• _Work instructions_:
Go through the listing below and say how many lines contain "raised"; write nothing but the number.

• _Input material_:
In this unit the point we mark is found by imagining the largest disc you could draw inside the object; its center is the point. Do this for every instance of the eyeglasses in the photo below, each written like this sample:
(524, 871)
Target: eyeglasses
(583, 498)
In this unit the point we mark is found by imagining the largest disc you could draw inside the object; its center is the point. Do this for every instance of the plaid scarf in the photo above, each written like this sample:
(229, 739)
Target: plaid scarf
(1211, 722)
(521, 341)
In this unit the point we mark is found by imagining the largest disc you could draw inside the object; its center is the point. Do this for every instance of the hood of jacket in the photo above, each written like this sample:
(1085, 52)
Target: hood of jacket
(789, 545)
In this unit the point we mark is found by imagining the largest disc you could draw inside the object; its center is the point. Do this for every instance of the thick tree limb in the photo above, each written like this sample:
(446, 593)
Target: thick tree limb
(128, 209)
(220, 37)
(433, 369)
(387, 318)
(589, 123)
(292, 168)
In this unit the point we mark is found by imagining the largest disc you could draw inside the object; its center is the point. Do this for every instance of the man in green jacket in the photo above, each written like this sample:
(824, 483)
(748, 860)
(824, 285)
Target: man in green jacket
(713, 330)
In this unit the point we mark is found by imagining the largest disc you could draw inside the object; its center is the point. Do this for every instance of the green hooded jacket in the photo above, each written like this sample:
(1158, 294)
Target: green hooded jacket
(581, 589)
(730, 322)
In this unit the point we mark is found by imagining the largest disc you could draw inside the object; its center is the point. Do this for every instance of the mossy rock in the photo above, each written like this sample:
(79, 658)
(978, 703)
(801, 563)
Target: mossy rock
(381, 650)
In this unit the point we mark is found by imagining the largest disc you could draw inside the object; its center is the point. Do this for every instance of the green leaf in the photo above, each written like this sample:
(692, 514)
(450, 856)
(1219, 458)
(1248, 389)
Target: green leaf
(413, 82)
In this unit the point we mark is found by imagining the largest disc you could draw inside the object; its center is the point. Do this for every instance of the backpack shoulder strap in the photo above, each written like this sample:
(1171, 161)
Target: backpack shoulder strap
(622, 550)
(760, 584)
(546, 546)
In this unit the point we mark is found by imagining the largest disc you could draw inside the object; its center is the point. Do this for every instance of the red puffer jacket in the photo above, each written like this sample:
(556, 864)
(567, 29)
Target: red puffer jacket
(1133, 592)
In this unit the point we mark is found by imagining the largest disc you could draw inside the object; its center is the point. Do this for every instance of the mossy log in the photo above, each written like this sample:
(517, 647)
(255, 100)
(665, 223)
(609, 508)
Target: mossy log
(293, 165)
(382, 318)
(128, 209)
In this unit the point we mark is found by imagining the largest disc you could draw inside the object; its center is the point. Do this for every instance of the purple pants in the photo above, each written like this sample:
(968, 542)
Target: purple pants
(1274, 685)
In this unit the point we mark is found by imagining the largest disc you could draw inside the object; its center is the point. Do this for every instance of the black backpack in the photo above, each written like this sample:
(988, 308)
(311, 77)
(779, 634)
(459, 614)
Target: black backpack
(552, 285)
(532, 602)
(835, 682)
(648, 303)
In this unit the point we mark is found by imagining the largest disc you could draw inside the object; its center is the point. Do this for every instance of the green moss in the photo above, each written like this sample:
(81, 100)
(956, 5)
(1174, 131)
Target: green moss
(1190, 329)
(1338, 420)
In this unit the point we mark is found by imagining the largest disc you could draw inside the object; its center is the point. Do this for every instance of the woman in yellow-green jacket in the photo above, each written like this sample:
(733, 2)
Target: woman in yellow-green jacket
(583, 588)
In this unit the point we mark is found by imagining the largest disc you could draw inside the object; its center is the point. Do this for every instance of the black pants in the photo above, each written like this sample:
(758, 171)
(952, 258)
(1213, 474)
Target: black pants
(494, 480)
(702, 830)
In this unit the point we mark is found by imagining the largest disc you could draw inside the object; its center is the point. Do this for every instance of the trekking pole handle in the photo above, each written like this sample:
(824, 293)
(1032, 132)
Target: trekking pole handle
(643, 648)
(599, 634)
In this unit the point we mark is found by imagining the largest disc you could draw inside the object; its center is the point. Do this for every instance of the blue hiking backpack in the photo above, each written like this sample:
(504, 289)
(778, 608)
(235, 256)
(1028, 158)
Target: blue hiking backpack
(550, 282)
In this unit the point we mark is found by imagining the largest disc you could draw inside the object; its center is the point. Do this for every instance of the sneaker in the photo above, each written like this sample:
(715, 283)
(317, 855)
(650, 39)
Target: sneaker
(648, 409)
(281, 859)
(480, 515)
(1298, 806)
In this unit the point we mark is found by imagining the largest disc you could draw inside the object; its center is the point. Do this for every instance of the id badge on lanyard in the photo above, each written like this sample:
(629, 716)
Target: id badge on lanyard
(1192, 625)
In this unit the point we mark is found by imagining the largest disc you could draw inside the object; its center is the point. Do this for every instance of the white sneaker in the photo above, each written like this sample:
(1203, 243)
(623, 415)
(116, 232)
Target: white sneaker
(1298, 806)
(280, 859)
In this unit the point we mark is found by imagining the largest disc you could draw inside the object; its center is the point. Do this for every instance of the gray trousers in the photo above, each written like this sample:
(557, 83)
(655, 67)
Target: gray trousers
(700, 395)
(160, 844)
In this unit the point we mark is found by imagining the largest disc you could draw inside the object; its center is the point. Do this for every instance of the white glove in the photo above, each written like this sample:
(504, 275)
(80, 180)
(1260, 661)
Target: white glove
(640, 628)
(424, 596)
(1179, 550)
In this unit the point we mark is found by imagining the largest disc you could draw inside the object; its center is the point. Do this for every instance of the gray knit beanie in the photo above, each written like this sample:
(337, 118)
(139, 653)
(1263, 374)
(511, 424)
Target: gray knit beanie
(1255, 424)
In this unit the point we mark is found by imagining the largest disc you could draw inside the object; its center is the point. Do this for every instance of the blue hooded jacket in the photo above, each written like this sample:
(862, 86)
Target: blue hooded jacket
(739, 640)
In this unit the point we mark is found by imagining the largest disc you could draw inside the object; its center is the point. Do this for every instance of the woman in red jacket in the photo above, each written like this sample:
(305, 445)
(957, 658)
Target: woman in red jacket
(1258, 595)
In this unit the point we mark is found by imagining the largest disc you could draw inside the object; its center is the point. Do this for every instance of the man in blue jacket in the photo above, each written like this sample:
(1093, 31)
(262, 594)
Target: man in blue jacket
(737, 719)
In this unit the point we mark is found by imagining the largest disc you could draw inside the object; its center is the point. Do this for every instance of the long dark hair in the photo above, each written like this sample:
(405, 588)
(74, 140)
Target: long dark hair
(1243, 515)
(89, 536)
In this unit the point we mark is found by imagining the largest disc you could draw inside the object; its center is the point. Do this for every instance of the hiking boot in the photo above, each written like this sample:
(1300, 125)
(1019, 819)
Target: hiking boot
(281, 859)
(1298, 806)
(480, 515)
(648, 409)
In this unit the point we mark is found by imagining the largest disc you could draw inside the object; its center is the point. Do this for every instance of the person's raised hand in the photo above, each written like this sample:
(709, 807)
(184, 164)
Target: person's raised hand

• _Reply to the task_:
2